## DOCUMENT SECTION
-- Opening Marker --
As with any other major surgical procedures, hysterectomy is associated with certain risks and side effects.
Mortality within 40 days of surgery is estimated to range somewhere between 1 and 6 for each thousand hysterectomies performed due to benign causes. The risk is significantly increased among women who have cancer, fibroids or are pregnant.
Women need to stay in hospital after a hysterectomy for up to five days if they have had an abdominal procedure and up to three days when a laparoscopically assisted vaginal procedure is used. It can take up to eight weeks for a woman to fully recover from the procedure.
Some of the risks and complications associated with hysterectomy include:
In all major surgeries, there is a risk of hemorrhage (heavy bleeding) after a hysterectomy. Blood transfusions are therefore available to treat patients who experience such blood loss after the procedure.
In many cases of hysterectomy, one or both of the ovaries may be removed even though the original intention was to spare them. This can bring forward the age at which a woman’s goes through the menopause, which may occur around 3 years earlier than it would have done. Removal of the ovaries causes a sharp fall in the estrogen level, which removes the protective effect of estrogen against cardiovascular and skeletal disease. Hysterectomy has been associated with increased rates of heart disease and osteoporosis.
A significant number of women who undergo hysterectomy develop benign ovarian cysts afterwards.
The tube through which urine passes to leave the body can get damaged during a hysterectomy and this occurs in around 1% of cases. However, this damage is usually noticed and repaired during the hysterectomy. Other abdominal organs such as the bladder or bowel are also at risk of damage, which can lead to infection or incontinence, for example. In some cases, the damage may be repaired during the hysterectomy but in cases where this is not possible, the patient may need to use a catheter or colostomy bag until further surgery can be arranged.
Women often report less pelvic pain and an improved sex life after a hysterectomy is performed for benign indications, although some say they see a worsening of problems related to their sex life. A hysterectomy that is performed due to the presence of malignancy is often significantly more radical and associated with much more severe side effects that have a negative impact on sex life.
As with all surgeries, hysterectomy is associated with the risk of infection, such as a urinary tract infection or infection at the site of surgery. Most infections are not severe and can easily be treated with a course of antibiotics.
The risk of developing thrombosis is increased in those who have had an operation and been immobile for periods. If thrombosis occurs, patients are encouraged to move around and blood thinning medication may also be administered, to reduce the risk of clots forming.
-- Closing Marker --
## INFORMATION
-- Opening Marker --
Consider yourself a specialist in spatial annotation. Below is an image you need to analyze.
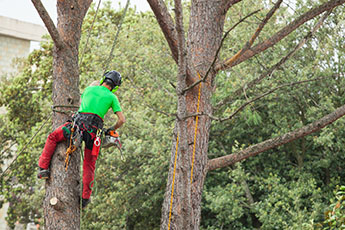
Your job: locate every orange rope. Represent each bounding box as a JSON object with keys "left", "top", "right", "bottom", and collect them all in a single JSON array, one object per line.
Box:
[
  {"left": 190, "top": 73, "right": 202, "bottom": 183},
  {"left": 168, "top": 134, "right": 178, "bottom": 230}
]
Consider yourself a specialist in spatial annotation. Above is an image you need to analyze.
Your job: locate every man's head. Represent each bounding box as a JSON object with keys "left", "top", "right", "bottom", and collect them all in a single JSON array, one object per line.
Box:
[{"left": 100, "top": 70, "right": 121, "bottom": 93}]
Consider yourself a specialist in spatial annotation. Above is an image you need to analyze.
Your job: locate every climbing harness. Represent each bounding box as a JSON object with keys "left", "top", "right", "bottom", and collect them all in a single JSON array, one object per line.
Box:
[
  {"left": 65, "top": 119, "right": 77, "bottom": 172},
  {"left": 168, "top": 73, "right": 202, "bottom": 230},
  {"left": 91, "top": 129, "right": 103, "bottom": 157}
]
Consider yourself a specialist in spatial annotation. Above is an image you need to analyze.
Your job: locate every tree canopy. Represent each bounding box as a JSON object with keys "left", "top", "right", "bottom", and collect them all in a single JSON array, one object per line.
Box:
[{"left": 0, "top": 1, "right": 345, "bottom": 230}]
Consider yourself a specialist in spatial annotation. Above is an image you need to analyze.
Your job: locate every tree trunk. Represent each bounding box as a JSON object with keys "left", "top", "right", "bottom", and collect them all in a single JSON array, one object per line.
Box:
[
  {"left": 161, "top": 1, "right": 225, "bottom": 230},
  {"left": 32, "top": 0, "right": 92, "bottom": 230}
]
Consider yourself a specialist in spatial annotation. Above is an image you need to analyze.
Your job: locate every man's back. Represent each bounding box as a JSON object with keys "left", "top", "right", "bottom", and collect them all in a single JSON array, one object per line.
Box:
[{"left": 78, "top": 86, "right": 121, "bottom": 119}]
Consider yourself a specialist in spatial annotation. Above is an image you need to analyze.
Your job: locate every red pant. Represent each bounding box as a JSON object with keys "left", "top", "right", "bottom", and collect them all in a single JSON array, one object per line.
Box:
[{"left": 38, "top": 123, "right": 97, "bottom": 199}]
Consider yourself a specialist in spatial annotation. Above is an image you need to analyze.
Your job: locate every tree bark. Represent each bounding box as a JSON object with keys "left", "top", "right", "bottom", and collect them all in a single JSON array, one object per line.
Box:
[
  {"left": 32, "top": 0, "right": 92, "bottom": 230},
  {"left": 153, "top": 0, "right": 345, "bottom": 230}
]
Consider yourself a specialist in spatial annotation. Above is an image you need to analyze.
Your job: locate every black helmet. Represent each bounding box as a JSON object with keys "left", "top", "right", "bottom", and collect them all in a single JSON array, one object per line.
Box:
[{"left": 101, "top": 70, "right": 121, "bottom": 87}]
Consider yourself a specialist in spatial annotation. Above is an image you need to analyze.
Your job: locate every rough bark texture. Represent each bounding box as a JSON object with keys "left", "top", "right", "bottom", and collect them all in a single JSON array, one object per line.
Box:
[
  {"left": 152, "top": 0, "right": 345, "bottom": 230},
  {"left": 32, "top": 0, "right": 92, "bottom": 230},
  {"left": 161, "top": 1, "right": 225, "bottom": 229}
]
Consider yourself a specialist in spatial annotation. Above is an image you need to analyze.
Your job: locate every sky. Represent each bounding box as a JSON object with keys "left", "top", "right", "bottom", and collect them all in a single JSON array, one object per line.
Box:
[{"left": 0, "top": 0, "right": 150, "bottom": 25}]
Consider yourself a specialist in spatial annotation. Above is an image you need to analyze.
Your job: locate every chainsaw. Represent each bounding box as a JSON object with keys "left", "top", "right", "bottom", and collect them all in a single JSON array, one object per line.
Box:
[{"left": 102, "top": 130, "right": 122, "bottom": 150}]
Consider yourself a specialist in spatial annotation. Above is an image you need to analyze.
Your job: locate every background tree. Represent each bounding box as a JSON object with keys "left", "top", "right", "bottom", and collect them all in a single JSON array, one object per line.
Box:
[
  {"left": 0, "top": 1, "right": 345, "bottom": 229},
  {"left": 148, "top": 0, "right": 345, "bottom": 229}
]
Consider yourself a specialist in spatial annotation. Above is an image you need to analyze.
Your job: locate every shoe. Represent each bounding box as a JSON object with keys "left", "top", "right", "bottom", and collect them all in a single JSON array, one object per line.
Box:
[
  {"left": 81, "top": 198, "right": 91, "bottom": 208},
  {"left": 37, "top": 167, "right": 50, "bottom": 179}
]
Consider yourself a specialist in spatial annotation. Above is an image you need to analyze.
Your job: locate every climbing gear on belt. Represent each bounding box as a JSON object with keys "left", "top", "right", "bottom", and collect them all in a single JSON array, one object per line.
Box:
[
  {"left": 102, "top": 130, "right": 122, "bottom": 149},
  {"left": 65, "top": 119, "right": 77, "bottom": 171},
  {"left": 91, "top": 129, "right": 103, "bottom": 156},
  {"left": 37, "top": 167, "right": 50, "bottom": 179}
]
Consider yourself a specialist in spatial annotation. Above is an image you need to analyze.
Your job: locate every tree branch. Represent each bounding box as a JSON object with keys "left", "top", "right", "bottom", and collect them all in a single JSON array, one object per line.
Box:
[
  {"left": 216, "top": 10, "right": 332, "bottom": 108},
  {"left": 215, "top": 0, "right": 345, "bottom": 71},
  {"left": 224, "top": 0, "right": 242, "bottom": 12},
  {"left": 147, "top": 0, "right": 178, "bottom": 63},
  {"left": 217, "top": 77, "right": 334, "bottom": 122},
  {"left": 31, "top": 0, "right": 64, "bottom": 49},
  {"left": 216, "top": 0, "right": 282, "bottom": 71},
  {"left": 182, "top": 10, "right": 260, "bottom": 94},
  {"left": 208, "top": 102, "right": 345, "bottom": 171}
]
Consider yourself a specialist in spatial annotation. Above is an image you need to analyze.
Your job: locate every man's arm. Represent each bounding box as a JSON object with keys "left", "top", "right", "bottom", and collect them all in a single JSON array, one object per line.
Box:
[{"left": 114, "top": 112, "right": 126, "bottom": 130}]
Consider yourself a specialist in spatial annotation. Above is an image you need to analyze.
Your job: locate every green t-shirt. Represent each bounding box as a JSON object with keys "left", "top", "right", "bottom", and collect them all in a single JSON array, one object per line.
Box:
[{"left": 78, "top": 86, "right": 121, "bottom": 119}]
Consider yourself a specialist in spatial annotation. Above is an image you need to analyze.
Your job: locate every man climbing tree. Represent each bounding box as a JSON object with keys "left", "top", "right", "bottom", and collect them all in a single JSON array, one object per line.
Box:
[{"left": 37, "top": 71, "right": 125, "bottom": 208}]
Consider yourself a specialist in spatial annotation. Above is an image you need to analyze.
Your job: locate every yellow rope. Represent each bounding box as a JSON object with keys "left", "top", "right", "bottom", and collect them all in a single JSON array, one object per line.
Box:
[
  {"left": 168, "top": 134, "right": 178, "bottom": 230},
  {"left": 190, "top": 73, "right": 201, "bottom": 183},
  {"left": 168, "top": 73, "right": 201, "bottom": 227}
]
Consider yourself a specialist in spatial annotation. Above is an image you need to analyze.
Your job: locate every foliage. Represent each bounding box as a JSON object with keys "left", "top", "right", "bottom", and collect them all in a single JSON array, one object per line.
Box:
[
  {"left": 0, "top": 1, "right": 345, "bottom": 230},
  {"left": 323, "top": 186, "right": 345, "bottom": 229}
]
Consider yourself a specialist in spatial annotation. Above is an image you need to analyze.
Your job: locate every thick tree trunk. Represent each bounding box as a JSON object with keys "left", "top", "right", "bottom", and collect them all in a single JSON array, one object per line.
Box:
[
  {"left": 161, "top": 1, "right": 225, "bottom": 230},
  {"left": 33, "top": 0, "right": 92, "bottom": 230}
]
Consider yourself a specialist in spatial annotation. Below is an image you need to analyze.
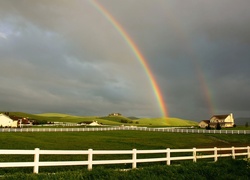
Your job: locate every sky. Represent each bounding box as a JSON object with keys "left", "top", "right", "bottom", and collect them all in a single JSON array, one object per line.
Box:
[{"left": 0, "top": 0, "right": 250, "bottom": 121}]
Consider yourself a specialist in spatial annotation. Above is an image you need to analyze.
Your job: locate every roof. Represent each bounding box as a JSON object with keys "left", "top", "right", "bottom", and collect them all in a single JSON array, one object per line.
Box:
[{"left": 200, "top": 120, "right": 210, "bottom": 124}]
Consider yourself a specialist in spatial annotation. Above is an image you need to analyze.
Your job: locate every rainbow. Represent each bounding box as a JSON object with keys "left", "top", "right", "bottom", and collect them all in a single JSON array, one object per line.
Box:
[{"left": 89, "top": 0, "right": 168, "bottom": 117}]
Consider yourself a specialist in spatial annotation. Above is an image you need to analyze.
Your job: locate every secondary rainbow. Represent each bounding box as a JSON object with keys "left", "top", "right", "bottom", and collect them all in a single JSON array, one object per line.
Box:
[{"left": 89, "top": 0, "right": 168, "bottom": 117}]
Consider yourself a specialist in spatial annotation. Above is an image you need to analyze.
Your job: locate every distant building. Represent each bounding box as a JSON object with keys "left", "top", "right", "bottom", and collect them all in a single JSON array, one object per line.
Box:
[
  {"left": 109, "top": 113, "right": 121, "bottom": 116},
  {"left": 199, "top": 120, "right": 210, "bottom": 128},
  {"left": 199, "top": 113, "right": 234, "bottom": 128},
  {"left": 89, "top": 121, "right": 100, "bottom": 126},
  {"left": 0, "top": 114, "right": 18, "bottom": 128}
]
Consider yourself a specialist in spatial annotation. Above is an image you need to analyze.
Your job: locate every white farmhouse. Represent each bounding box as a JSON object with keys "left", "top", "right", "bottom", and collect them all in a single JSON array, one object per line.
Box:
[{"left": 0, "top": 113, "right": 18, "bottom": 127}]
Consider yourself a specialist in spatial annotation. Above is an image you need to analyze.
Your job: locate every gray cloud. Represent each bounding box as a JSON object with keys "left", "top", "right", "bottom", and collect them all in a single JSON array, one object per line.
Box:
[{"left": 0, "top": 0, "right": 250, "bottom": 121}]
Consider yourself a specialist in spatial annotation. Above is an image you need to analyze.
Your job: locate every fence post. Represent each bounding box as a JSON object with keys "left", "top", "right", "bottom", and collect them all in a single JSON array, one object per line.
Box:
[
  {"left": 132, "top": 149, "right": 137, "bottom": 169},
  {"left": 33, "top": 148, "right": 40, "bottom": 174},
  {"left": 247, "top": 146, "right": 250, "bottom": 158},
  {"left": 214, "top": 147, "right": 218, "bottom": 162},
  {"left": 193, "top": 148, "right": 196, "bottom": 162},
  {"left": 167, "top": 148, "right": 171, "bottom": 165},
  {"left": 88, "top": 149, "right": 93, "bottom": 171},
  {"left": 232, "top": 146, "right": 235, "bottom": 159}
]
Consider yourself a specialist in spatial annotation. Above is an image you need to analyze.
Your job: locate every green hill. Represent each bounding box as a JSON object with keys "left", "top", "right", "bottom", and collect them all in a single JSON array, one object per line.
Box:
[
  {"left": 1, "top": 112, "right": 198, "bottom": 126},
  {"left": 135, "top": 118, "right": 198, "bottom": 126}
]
-- Closing Marker --
-- Opening Marker --
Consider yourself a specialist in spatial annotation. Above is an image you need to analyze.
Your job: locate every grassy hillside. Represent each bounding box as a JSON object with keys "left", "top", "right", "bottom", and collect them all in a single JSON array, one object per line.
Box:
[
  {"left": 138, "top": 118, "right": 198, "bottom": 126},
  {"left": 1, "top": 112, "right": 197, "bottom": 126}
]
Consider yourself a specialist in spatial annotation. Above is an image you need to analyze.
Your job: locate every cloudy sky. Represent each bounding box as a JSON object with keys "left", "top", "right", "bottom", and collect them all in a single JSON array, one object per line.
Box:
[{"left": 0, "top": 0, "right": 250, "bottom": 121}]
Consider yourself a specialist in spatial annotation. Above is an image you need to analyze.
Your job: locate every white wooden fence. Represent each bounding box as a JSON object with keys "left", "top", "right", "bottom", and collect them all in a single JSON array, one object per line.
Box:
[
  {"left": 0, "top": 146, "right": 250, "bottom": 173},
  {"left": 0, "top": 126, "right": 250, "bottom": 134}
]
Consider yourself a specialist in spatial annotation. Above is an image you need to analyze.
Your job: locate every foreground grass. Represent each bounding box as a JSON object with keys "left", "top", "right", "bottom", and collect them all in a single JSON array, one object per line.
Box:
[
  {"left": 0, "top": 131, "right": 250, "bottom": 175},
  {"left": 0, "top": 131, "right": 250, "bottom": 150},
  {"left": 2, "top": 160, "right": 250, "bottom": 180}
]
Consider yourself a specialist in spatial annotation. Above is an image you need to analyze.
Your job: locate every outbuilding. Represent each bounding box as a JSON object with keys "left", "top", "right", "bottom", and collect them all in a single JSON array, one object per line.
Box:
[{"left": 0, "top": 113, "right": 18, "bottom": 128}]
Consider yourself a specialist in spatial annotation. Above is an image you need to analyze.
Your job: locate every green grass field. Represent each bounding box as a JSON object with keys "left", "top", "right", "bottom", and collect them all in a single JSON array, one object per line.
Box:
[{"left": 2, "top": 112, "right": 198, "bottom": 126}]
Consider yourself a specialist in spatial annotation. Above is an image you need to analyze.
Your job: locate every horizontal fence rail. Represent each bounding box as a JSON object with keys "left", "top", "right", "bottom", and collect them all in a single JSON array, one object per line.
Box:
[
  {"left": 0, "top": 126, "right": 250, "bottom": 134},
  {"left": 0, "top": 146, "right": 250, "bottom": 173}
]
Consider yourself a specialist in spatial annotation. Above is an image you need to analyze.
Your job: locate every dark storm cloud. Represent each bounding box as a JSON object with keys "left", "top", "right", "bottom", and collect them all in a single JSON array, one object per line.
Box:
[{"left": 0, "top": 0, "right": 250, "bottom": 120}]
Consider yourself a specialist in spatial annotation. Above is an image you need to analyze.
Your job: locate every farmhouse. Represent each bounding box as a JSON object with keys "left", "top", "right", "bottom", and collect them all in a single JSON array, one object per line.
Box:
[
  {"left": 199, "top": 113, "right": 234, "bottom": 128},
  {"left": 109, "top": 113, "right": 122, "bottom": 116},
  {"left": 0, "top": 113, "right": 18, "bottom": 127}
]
-- Closing Marker --
-- Opening Marker --
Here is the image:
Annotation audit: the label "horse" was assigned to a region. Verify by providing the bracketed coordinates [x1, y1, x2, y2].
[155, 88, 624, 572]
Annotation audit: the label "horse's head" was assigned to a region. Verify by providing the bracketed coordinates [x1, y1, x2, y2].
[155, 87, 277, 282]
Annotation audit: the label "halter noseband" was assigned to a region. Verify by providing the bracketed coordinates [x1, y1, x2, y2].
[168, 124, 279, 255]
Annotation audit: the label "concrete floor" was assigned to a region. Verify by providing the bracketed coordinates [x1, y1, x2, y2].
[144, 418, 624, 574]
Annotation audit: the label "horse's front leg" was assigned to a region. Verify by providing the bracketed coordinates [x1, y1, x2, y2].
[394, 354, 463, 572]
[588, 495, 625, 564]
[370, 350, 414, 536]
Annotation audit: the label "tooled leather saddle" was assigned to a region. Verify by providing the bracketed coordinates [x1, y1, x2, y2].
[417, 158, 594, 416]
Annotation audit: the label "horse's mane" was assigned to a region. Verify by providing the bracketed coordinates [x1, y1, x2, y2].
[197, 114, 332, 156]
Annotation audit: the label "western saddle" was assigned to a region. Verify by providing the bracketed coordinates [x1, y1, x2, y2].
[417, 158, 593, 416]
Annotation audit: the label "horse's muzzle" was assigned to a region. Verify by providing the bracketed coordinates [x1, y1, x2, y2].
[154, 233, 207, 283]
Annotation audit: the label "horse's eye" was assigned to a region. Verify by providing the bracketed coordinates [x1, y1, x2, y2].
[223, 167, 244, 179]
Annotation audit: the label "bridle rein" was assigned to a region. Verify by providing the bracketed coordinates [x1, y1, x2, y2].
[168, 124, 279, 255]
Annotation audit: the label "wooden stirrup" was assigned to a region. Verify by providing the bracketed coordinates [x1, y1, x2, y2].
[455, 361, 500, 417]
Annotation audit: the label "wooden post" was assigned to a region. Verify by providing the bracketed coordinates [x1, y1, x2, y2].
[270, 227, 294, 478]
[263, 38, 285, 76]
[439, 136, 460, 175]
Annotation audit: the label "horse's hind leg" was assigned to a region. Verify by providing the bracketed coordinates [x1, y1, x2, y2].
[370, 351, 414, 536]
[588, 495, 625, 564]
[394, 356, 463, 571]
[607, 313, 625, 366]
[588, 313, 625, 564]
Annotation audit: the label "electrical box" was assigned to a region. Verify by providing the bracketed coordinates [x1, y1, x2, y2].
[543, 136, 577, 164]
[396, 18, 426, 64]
-- Closing Marker --
Copy word for word the part of the text on hysterectomy risks that begins at the words "Women often report" and stops after "on sex life.". The records have nothing to do with the text on hysterectomy risks.

Women often report less pelvic pain and an improved sex life after a hysterectomy is performed for benign indications, although some say they see a worsening of problems related to their sex life. A hysterectomy that is performed due to the presence of malignancy is often significantly more radical and associated with much more severe side effects that have a negative impact on sex life.